• **To be done**
**a)** Answer these questions from the Haskell adoption thread:
(i) Which language community does malandrew suggest Haskell could learn from?
(ii) With what does that language make you go out of your way to use an unsafe version?
(iii) From which repository is the example code taken?
**b)** Reproduce the Haskell adoption thread between "Assuming widespread adoption" and "name of expediency.", inclusive.
**c)** Write what comes next in the Haskell adoption thread, picking up after its final line.

• **Text extract**
_____

What Do You Think Is Impeding Haskell From Getting Mainstream Adoption? - lelf
http://www.forbes.com/sites/quora/2014/04/29/what-do-you-think-is-impeding-haskell-from-getting-mainstream-adoption/
======
malandrew
It's missing bugs that most developers consider features. I know that sounds
snarky, but its roughly accurate. Haskell is great for not only what features
the language has but also what features the language does not have. It's
practically impossible to shoot yourself in the foot with it.

Assuming widespread adoption was a goal, I think Haskell could stand to learn
from the Rust community. They could force you to explicitly declare when you
want to write unsafe code. Rust does something like this with pointers. You
need to go out of your way to use an unsafe pointer, but you can do so in the
name of expediency.

I would love it if more language chose to gently coerce me into writing better
code than one that doesn't allow me to write bad code. The former reduces the
learning curve that normally kills adoption. A language you never adopt is a
language you never learn from.

Coding in any language really should be a conversation. Besides executing the
instructions you give it, languages should also be designed to teach you to
code more intelligently and using its idioms.

Just the other day I was thinking about how you would take an abstract syntax
tree and analyze functions to determine which ones are extremely similar and
could be reduced to a fewer lines of code. Take this code from
sequelize/sequelize for example:

[https://github.com/sequelize/sequelize/blob/master/lib/hooks...](https://github.com/sequelize/sequelize/blob/master/lib/hooks.js#L143)

_____

• **Supplied material**
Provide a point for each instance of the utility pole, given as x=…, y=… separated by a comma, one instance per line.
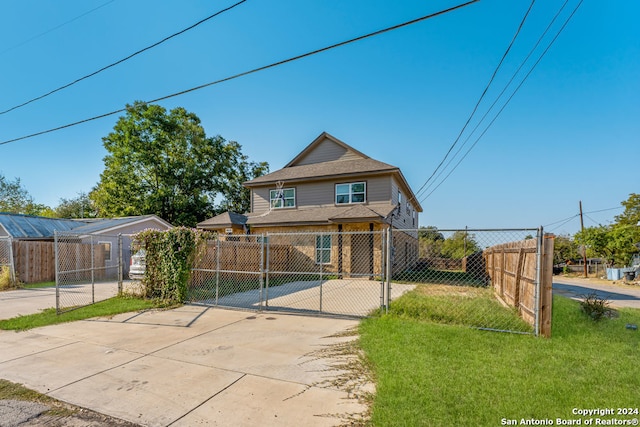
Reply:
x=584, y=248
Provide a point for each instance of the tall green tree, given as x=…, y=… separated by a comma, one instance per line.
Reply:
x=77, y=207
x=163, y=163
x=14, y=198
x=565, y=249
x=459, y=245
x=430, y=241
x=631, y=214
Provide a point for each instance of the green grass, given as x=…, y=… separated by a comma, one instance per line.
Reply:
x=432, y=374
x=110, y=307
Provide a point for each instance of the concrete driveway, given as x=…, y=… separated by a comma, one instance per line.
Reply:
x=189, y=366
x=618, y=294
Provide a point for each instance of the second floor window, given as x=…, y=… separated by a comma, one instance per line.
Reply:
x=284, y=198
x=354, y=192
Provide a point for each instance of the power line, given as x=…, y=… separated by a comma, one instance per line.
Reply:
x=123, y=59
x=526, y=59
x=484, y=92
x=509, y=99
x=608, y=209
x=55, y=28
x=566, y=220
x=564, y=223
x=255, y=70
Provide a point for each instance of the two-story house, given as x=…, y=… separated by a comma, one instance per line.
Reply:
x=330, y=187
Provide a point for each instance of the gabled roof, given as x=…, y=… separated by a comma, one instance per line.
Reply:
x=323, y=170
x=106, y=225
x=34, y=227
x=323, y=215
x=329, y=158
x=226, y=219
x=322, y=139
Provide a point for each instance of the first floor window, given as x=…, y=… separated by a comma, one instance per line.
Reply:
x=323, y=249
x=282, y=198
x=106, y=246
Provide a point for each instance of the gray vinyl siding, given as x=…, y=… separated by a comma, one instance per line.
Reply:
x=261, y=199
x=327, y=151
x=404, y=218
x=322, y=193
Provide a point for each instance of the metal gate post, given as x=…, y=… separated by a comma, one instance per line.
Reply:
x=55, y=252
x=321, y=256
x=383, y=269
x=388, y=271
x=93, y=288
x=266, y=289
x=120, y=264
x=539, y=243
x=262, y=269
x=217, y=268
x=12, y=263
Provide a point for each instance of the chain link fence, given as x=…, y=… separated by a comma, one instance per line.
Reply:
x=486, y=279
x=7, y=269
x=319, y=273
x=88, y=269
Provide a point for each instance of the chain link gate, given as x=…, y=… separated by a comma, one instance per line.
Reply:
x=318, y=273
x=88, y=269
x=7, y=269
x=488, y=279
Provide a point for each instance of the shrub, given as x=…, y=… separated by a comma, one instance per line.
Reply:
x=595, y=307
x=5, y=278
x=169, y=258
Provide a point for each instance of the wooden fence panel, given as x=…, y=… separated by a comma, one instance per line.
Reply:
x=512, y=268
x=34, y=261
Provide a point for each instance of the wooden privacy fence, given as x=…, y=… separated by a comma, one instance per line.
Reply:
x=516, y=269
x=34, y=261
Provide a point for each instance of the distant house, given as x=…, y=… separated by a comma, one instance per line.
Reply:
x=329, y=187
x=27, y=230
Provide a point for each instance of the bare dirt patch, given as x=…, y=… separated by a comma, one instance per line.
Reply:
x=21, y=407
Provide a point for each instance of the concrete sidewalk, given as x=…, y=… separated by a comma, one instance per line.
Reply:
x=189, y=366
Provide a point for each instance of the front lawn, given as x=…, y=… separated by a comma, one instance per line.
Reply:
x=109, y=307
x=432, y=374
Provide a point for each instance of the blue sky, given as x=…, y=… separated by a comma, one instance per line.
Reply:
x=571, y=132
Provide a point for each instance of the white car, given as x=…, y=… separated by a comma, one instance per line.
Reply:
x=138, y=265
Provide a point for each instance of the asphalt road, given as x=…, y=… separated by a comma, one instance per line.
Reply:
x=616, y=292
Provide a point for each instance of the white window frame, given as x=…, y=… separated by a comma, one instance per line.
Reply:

_____

• **Final answers**
**a)**
(i) The Rust community
(ii) Pointers
(iii) sequelize/sequelize

**b)**
Assuming widespread adoption was a goal, I think Haskell could stand to learn
from the Rust community. They could force you to explicitly declare when you
want to write unsafe code. Rust does something like this with pointers. You
need to go out of your way to use an unsafe pointer, but you can do so in the
name of expediency.

**c)**
Any sufficiently smart static analyzer should be smart enough to highlight the
reduncy and highlight duplication to make you aware of it and make you think
about how to reduce it. That could could be reduced to this pattern:

    
    
        [ 'beforeValidate', 
          'afterValidate', 
          'beforeCreate', 
          'afterCreate',
          'beforeDestroy',
          'afterDestroy',
          'beforeDelete',
          'afterDelete',
          'beforeUpdate',
          'afterUpdate',
          'beforeBulkCreate',
          'afterBulkCreate',
          'beforeBulkDestroy',
          'afterBulkDestroy',
          'beforeBulkUpdate',
          'afterBulkUpdate'
        ].forEach(function(methodName) {
          Hooks[methodName] = Hooks.addHook.call(this, methodName, name, fn);
        });
    

129 lines down to 16; Even the generation of that array could be reduced to
one that constructs that array from individual words. That would probably be
excessive code deduplication though.

------
narag
The reason PHP got so popular is not it was included with Apache (?) but that
it allowed to _get shit done_ (GSD).

That it got wildly popular is because GSD usually just involved cutting some
example code and pasting it on a web page changing some literal strings.

The GSD thing I would also say of C++, Perl and Ruby. Java, not so much. That
was another story.

About Haskell, I don't know it. But I'm curious: does it allow you to GSD?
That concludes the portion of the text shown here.